● EXCERPTED TEXT
■ ■ ■ ■

- Conference: Atlantic Coast Conference
- Record: 3–7 (2–5 ACC)
- Head coach: Cal Stoll (1st season);
- Offensive coordinator: Tom Moore (1st season)
- Captain: Game captains
- Home stadium: Groves Stadium

= 1969 Wake Forest Demon Deacons football team =

American college football season

The 1969 Wake Forest Demon Deacons football team was an American football team that represented Wake Forest University during the 1969 NCAA University Division football season. In their first season under head coach Cal Stoll, the Demon Deacons compiled a 3–7 record and finished in seventh place in the Atlantic Coast Conference.

■ ■ ■ ■

● DIRECTIVE 1
In the Wake Forest football summary, what does the "(1st season)" next to Cal Stoll's name mean? Use what the summary itself says.

● SUPPLIED MATERIAL
■ ■ ■ ■

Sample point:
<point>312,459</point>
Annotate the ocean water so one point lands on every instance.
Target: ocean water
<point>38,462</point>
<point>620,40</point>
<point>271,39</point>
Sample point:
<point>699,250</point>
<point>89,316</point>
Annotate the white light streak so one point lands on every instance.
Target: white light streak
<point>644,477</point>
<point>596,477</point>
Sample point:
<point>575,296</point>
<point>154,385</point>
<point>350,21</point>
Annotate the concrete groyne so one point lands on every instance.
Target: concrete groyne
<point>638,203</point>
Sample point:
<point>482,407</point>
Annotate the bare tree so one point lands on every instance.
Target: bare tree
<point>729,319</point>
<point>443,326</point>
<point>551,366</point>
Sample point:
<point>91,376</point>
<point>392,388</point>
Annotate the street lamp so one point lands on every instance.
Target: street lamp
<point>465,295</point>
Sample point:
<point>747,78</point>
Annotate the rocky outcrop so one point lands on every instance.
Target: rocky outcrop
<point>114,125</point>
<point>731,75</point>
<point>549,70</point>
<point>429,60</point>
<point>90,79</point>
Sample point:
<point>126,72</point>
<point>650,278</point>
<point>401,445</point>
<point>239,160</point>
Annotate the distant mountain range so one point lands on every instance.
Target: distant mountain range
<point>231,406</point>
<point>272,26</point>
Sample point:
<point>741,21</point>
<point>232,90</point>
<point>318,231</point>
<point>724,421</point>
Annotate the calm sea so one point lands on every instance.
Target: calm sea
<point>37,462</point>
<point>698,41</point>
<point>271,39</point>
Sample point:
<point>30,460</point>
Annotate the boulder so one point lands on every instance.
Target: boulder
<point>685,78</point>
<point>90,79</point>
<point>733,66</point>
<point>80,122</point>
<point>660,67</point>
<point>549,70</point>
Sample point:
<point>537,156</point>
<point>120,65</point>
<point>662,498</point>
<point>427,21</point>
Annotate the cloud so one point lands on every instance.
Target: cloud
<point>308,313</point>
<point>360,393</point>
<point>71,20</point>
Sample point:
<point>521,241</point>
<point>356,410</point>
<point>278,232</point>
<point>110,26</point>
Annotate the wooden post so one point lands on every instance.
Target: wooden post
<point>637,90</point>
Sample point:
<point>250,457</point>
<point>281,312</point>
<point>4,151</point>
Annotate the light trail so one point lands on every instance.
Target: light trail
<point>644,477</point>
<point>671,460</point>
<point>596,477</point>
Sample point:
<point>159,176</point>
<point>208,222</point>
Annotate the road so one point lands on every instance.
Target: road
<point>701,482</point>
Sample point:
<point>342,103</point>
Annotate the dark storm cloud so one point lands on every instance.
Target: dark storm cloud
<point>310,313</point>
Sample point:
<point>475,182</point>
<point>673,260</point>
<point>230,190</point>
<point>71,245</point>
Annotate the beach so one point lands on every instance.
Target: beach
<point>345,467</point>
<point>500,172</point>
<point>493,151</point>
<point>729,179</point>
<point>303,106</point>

■ ■ ■ ■

● DIRECTIVE 2
List every line of the listing that contains the string "groyne". Case counts.

● WORKED SOLUTION 1
It means 1969 was Cal Stoll's first season as the Demon Deacons' head coach. The summary says the team compiled its 3–7 record "in their first season under head coach Cal Stoll."

● WORKED SOLUTION 2
Annotate the concrete groyne so one point lands on every instance.
Target: concrete groyne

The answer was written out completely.